Dataset entries:
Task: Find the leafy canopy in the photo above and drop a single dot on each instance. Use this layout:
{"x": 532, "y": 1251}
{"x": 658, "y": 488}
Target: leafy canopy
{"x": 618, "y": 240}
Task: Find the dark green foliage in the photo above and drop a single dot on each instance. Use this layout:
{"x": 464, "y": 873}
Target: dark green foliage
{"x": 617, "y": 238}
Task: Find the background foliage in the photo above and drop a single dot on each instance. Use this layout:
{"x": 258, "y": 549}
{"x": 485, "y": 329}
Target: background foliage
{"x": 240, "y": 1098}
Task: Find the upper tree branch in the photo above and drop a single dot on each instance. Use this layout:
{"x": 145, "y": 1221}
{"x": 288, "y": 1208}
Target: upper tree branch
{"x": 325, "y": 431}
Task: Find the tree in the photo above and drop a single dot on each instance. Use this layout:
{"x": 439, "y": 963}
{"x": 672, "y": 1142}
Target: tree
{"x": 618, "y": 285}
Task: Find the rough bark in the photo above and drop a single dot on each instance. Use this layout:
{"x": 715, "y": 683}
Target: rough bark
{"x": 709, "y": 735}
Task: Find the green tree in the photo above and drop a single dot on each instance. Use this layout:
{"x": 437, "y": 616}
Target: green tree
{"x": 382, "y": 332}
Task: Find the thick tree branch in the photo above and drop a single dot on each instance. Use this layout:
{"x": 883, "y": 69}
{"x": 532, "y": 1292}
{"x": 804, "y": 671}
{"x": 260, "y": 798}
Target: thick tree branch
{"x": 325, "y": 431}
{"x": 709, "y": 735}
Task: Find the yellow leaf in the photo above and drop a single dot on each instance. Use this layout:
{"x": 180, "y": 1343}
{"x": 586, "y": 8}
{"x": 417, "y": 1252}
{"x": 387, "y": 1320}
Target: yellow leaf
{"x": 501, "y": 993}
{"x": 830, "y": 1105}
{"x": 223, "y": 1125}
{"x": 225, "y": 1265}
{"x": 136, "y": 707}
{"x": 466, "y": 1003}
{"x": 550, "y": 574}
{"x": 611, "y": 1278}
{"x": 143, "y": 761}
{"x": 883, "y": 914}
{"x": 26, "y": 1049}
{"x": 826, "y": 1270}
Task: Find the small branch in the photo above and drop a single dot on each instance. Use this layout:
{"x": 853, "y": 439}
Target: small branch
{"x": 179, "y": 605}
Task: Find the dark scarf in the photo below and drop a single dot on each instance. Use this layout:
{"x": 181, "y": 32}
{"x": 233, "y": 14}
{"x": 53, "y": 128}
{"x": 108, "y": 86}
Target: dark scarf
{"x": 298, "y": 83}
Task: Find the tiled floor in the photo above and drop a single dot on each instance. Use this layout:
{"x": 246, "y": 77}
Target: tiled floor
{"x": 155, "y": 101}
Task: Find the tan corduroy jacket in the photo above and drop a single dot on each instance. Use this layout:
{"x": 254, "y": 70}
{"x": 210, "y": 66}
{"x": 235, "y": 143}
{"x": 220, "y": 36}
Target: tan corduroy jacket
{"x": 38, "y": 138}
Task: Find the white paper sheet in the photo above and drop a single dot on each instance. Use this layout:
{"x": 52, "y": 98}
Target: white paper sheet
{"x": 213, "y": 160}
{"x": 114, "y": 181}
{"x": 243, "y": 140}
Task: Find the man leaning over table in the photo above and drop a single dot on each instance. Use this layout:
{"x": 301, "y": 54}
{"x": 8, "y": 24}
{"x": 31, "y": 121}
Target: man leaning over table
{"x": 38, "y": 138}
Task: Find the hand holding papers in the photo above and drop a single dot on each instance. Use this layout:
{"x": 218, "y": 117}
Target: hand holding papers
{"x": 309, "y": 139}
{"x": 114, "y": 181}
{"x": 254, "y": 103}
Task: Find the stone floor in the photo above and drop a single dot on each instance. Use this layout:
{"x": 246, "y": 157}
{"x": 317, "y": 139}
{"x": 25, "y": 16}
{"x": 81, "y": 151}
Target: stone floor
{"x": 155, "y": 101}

▶ **ASSIGNMENT**:
Return the lines from the one containing "Target: man leaning over table" through the last line of the records. Include both ends and nothing else.

▶ **ANSWER**:
Target: man leaning over table
{"x": 38, "y": 138}
Task: Find the hand holding papers in the photo above and drop a single dot on each instance. Use this layout:
{"x": 218, "y": 117}
Target: hand holding papers
{"x": 309, "y": 139}
{"x": 114, "y": 181}
{"x": 254, "y": 103}
Task: Find the stone floor in the photo above and drop a single dot on each instance. Use this layout:
{"x": 246, "y": 157}
{"x": 317, "y": 139}
{"x": 25, "y": 16}
{"x": 81, "y": 151}
Target: stone floor
{"x": 155, "y": 101}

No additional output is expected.